### TEXT SECTION
With schools and universities starting again, Benedict Carey’s How We Learn is the right guide for getting your brain in full swing.

Learning is a slog. You have to sit down, shut out the world, focus relentlessly on a tiresome subject, and keep repeating this until it finally sticks. Then, the next day, you have to go back to the very same place and start hammering formulas, vocabulary and facts into your brain once again. Exam dates are looming and you know if you stick to your schedule you will reap the rewards.

But you are wrong.

In fact, some diversions – music, snacks or chit-chat – are not only tolerable, they can vastly improve your performance. As can changing your environment every so often, testing yourself on material you barely know, and getting thoroughly mixed up once in a while. Our brain, it turns out, is a rather eccentric beast, and instead of taming it, we’d be wiser to saddle up and get ready for a rough and joyful ride.

In his new book How We Learn, New York-based journalist Benedict Carey sets out to debunk myths about learning and tell us how we can do it better.  Some of his insights, for example, the idea that it is good to allow your brain to build a web of associations and challenge your senses when studying, may not be totally new for those familiar with the ever-growing literature on teaching and learning. But he really drives home some of those familiar points through examples, such as the story of the divers who learned word lists underwater and were able to recall more words when donning their diving gear and jumping in again.

[A run of entries]
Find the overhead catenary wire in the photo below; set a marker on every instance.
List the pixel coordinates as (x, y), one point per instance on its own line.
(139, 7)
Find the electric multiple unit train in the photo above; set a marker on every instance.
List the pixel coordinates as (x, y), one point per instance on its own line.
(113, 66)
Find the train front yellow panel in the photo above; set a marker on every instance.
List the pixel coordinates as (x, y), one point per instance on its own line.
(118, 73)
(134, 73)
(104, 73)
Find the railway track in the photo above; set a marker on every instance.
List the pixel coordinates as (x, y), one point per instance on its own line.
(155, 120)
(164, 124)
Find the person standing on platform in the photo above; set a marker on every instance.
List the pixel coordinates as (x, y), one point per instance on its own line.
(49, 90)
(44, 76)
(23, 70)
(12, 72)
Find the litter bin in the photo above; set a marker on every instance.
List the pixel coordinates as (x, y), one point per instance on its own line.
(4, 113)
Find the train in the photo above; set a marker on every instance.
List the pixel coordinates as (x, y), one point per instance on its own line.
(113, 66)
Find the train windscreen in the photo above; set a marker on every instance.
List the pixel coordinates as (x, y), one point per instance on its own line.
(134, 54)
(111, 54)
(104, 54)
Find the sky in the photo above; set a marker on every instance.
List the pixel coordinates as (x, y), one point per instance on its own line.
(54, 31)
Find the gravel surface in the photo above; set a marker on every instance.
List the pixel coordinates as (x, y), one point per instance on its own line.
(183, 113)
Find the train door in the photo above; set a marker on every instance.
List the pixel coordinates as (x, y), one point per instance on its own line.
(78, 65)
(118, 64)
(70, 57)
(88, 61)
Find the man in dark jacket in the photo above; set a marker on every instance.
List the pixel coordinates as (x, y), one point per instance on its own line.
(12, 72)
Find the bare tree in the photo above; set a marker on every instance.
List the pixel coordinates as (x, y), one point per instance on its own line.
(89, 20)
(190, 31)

### PROBLEM TO SOLVE
Please write the next part of the review of How We Learn, picking up right after its last sentence. These entries are separate material and are not part of the review of How We Learn.

### TASK ANSWER
The book’s section headings – Basic Theory, Retention, Problem Solving and Tapping the Subconscious – come across a little bit like a psychology textbook. In parts it also reads that way, particularly when 19th-century psychologists are ushered in for their sometimes helpful, sometimes odd contributions to the science of learning. Cognoscenti of Daniel Kahnemann’s Thinking, Fast and Slow will notice similarities to that bestseller, not least in the little exercises for the reader scattered throughout the book, and the alternating structure of personal anecdotes, scientific background and concrete application.

This does not mean, however, that Carey is merely repeating what has already been said. By standing on the shoulders of giants, he delves deeper into the particularities of learning itself without having to dwell too long on the more general workings of the brain. This focus also makes the book an easier and quicker, if less scientifically extensive, read. In fact, there is an argument to make that the text would have profited from even more streamlining. Perhaps readers could have picked up tips and tricks without needing to know the exact experimental set-up that led to those conclusions.

books
How We Learn
by Benedict Carey,
Macmillan
(Jun 2015)
272 pp.
€7.99 // © Cover courtesy of publisher

Ignorance Can Be Bliss

The lessons we learn throughout the book can be easily implemented and adjusted according to personal needs. Teachers may take heart from the chapters on the beneficial effects of reciting learned material and testing as a form of self-examination. Parents will find new arguments to convince their children of the worth of spacing out your studying time over several days in a week, but they may also grow to appreciate variable studying schedules – as well as music, friends and other distractions – that might actually help your child to learn. Finally, anyone from schoolchildren and college students, to all those simply aiming to make their studying time both efficient and fun, are sure to find a basket of helpful advice.

Carey, himself a veteran of all stages of study – from obstinate rote learning and vitamin-assisted pre-exam cramming to university-age laxity – is a credible guide in this endeavor. Of course, he provides no silver bullet that will enable you to speak a new language in two weeks. But his book might just make your life easier the next time you plunge into the strange and peculiar world of German grammar.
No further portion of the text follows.